▶ [Work to complete]:
Copy the records below from the line that contains "of the thin" through the line that contains "(1454, 115)", and include the requests. Offset each point coordinate in the answers by adding 59 to both of its numbers, and output only those lines.

▶ [Stored data]:
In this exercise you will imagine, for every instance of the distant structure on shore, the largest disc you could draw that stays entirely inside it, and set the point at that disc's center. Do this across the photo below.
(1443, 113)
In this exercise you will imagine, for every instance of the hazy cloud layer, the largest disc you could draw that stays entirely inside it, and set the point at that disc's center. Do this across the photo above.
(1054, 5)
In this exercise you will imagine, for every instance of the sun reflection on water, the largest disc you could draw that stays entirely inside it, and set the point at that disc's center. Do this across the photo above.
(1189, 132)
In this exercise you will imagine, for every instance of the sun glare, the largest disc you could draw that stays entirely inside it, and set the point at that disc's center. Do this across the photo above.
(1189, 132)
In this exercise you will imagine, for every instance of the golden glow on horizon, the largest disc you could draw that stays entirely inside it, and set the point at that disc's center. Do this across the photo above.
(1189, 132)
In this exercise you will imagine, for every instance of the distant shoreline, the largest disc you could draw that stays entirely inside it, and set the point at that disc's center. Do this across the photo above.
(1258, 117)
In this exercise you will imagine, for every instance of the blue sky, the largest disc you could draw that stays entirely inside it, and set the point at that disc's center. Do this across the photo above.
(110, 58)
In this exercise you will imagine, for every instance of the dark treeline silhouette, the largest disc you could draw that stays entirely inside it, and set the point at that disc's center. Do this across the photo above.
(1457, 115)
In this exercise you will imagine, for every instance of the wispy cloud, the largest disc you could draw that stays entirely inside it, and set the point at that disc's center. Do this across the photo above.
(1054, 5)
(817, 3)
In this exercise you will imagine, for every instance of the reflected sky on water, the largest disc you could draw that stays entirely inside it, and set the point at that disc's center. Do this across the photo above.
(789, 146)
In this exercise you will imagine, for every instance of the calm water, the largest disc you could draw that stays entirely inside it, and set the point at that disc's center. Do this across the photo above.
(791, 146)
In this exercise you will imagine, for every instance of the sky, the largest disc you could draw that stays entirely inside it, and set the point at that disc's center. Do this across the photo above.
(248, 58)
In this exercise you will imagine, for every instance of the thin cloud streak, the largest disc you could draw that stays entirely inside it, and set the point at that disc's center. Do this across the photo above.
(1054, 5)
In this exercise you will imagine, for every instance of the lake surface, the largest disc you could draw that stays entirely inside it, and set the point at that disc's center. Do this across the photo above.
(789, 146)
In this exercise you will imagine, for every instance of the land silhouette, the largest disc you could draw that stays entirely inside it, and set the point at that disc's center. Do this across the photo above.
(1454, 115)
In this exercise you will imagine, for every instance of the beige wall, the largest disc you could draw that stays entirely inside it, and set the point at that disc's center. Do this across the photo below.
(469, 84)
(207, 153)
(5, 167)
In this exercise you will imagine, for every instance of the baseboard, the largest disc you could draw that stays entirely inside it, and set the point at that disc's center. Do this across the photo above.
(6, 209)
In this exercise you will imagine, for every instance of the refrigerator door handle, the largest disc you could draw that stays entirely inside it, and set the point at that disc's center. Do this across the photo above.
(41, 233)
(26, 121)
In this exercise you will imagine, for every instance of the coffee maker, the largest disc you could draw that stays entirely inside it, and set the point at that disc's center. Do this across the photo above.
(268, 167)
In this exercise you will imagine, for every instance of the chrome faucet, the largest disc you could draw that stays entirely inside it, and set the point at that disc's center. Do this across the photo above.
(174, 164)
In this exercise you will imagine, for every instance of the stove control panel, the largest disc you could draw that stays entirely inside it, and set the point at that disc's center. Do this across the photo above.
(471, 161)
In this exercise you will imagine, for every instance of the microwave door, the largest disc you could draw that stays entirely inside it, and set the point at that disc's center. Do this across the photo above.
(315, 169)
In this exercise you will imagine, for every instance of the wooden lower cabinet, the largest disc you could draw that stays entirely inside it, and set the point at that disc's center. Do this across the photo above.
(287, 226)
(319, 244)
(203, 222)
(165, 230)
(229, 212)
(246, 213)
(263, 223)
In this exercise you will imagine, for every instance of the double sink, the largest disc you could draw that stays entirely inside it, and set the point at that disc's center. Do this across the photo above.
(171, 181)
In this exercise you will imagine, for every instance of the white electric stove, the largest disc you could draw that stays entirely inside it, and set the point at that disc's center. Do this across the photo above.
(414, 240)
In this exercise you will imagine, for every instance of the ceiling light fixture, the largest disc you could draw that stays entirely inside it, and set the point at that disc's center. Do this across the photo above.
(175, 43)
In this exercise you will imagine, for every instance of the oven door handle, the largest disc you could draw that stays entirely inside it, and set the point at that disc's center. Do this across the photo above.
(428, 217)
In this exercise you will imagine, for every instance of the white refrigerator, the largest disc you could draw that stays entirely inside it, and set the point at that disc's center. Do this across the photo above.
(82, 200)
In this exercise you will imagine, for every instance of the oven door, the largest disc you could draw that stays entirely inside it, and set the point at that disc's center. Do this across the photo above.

▶ [Written answer]:
In this exercise you will imagine, for every instance of the thin cloud streak, the largest disc you could draw that stays entirely inside it, and set the point at that disc's center. Do this across the photo above.
(1113, 64)
In this exercise you will imagine, for every instance of the lake surface, the largest disc you could draw that stays entirely inside it, and set the point at that disc's center. Do this across the photo above.
(848, 205)
In this exercise you will imagine, for every instance of the land silhouette, the largest disc you could draw that stays entirely inside it, and set the point at that disc's center. Do this across the photo above.
(1513, 174)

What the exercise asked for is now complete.